Born deaf in Rubavu district, Western Rwanda, Prince Nahimana beat all odds to get education and picked interest in Art, which he pursued to graduate with a bachelors Art and industrial design in Uganda.

Nahimana participated at the International Day of Persons with Disabilities (IDPD) celebrations on December 7, 2022 at the University of Kigali, Rwamagana Campus. The day was marked with activities like songs, poems, and dances, and performances by youth with disabilities to showcase their talents.

The youth at this event indicated that disability is inability and Nahimana is a good example. Four years ago, he returned home and founded the Kigali Deaf Art Gallery.

“I started the gallery so as to show that disabled persons have talents,” Nahimana said.

The art gallery is meant to help persons with disabilities who have different challenges, especially the deaf.

Currently the gallery operates in Kigali and employs 13 disabled youths (including 6 girls). They make beaded pots, paintings, drawings, mural paintings and sculptures. They also make jewelry ornaments, multimedia and fashion, among other things.

Nahimana who was among the finalists in the 2022 Art Ubuhanzi competition (organized by Imbuto Foundation) says that they have plans to operate countrywide and train disabled persons in arts, painting and sign language translation skills which can help the members market and sell their products.

“I wanted to reach out to other people living with disabilities and help them find employment, and in turn reduce the high level of unemployment among the deaf through creating jobs,” he says.

Cooperative Icyizere Ejo Hazaza

Every school’s holiday, the gallery conducts training for students but Nahimana says that the number of children attending are few because parents are reluctant to send them.

“There are many parents who use disabled children for begging, but my plan is to seek fund and work with the government to set up a training center for children with disabilities and their parents so that they can earn from their talents,” Nahimana said.

Dataset records:

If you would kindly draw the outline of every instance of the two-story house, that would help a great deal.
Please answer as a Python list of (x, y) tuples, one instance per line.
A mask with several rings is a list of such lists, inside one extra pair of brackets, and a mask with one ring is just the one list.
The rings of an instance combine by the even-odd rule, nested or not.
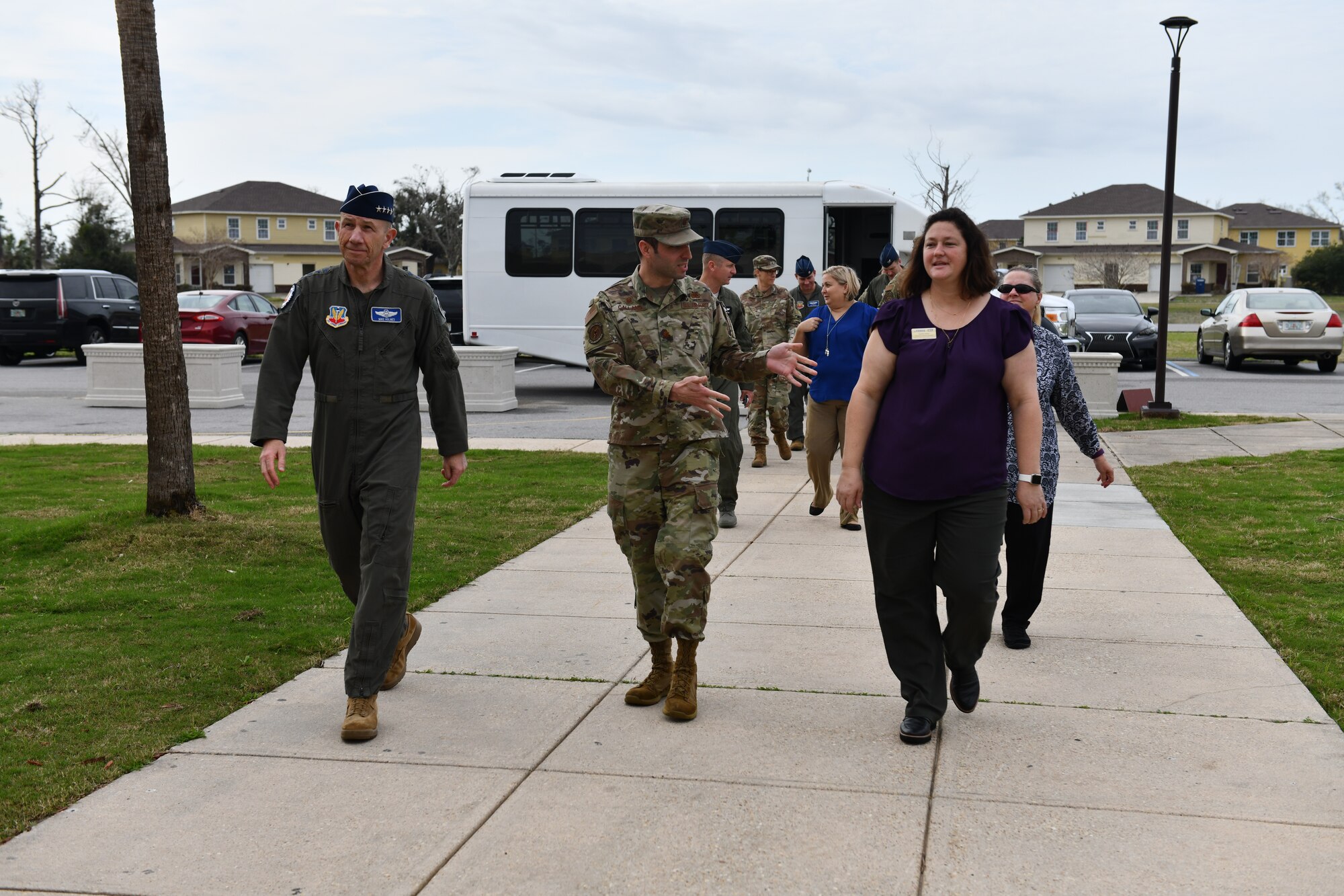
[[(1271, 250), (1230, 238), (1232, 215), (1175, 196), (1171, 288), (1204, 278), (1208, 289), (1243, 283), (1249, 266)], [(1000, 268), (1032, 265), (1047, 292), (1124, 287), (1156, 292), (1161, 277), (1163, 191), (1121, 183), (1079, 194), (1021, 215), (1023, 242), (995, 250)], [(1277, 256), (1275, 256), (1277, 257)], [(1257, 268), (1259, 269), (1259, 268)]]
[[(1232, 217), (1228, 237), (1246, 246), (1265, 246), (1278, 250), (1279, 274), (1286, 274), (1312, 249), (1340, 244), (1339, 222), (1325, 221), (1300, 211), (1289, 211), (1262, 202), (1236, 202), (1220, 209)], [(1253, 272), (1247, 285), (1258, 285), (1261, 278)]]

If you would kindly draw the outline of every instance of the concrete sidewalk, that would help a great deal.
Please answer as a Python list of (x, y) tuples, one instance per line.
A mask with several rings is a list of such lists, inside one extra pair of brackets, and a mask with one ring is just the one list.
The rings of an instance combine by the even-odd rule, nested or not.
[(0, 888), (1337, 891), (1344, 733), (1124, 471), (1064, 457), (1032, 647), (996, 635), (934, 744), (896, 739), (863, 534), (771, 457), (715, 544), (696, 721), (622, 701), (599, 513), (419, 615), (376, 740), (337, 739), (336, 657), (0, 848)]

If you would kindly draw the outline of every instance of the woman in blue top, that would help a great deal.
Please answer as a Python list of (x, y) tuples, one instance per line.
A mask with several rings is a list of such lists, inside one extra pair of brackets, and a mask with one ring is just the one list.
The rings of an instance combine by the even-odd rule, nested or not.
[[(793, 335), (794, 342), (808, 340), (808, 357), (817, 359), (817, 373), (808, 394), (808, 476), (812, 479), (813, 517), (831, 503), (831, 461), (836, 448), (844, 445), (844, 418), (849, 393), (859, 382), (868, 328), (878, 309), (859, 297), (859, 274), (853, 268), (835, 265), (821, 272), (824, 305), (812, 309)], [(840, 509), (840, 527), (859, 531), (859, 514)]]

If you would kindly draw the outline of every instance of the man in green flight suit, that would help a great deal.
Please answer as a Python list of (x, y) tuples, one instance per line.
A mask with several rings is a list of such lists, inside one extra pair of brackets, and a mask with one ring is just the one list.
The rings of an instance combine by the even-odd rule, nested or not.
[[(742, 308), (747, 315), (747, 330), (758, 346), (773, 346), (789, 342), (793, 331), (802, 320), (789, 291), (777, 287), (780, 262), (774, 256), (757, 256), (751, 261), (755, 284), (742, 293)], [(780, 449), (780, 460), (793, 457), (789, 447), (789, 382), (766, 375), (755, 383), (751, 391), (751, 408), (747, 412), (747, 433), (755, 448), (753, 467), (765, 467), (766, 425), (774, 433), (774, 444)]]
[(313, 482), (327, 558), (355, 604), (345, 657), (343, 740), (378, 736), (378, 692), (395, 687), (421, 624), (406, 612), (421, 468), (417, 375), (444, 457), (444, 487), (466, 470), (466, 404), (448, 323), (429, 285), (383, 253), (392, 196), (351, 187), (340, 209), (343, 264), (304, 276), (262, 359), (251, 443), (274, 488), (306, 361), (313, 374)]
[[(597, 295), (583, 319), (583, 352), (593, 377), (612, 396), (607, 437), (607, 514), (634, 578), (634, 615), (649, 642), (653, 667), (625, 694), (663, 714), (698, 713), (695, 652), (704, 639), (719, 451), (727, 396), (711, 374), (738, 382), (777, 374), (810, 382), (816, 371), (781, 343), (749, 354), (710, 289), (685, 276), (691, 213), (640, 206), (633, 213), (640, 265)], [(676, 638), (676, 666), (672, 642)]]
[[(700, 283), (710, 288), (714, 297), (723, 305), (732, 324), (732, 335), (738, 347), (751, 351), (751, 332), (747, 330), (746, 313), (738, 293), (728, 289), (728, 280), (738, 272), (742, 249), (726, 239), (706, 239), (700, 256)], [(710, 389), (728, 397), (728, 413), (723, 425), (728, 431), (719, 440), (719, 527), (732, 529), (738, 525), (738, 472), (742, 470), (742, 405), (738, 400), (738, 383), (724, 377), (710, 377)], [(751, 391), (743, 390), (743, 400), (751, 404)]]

Task item:
Translate into French this sentence from the article on the Kigali Deaf Art Gallery: "The art gallery is meant to help persons with disabilities who have different challenges, especially the deaf."

Answer to this problem:
La galerie d'art a pour but d'aider les personnes en situation de handicap confrontées à différents défis, en particulier les personnes sourdes.